=== SUPPLIED RECORDS ===

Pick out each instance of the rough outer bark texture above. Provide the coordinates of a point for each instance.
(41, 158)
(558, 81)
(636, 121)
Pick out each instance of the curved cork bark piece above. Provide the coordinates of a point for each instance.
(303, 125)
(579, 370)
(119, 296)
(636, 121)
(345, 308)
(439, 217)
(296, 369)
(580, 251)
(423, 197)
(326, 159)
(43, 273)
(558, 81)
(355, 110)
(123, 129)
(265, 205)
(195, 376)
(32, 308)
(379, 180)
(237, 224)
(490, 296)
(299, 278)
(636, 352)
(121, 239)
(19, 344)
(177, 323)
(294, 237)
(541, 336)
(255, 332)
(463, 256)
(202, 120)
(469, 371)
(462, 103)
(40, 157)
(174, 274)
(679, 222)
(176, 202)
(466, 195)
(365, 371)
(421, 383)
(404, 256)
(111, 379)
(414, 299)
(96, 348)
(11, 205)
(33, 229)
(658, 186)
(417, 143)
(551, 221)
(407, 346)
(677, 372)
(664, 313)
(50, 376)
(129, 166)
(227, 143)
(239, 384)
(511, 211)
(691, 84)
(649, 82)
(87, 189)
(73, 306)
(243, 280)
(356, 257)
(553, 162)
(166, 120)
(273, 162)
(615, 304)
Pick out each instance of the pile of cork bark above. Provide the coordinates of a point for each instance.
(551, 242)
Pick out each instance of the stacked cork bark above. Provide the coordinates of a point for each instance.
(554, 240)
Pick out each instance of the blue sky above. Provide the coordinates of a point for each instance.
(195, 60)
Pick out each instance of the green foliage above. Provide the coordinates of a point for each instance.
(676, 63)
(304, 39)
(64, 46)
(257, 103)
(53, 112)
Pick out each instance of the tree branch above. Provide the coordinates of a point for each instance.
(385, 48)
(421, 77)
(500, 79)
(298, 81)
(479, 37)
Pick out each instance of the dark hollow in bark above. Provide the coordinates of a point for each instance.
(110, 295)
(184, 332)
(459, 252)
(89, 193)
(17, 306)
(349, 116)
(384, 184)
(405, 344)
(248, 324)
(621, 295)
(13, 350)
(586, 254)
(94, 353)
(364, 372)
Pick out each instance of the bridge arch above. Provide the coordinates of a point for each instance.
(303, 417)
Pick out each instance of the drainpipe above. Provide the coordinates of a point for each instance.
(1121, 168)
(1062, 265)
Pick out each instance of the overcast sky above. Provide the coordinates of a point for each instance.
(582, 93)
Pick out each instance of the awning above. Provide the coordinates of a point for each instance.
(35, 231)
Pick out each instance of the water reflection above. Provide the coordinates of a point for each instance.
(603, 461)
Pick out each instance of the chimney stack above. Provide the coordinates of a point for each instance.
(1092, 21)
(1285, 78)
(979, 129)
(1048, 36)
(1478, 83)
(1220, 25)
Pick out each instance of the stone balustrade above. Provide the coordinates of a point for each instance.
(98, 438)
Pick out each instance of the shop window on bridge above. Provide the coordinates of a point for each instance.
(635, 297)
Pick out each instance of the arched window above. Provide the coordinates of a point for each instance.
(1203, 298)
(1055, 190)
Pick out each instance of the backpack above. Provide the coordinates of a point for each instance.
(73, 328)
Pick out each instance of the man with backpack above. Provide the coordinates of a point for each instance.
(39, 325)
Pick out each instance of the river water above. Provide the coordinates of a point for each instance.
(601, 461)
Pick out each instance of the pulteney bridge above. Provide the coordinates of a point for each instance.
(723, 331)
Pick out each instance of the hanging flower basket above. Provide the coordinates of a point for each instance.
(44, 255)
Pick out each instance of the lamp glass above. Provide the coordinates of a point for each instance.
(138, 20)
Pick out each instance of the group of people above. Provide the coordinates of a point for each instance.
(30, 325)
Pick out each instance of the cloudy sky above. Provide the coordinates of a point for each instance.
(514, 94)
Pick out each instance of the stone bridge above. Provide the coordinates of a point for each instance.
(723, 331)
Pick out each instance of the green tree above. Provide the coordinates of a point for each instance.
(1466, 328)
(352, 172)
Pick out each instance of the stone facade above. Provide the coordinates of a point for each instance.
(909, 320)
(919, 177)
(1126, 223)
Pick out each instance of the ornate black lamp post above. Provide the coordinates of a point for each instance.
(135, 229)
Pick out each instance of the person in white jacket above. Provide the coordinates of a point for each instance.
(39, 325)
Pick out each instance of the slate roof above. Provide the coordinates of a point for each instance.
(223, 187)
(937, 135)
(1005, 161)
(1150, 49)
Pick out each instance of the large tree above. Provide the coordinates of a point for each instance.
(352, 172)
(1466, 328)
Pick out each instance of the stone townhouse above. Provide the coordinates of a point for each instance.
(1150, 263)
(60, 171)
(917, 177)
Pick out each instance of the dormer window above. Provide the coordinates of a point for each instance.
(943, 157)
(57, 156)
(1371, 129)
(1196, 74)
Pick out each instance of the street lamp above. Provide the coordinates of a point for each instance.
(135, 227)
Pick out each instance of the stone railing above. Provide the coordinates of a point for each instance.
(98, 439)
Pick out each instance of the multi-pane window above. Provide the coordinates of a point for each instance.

===

-- ASSIGNMENT --
Nothing but the lines from the line containing "Pick out each instance of the large" through the final line of the entries should appear in your answer, copied exactly.

-- ANSWER FOR THE TASK --
Pick out each instance of the large tree above. Provide the coordinates of a point for each instance.
(352, 172)
(1466, 328)
Pick out each instance of the stone townhouse above. Provide the coordinates of a point for each instance.
(1150, 263)
(60, 171)
(917, 177)
Pick out each instance of the dormer window above. Provide the coordinates of a point for each instance.
(943, 157)
(57, 156)
(1371, 129)
(1196, 74)
Pick out each instance of the street lamp above. Provide the coordinates of a point for each instance.
(135, 227)
Pick out each instance of the stone railing above. Provide the coordinates of a point for each instance.
(98, 439)
Pick out each instance of the multi-pane window above. Provide the coordinates of a point for each instance.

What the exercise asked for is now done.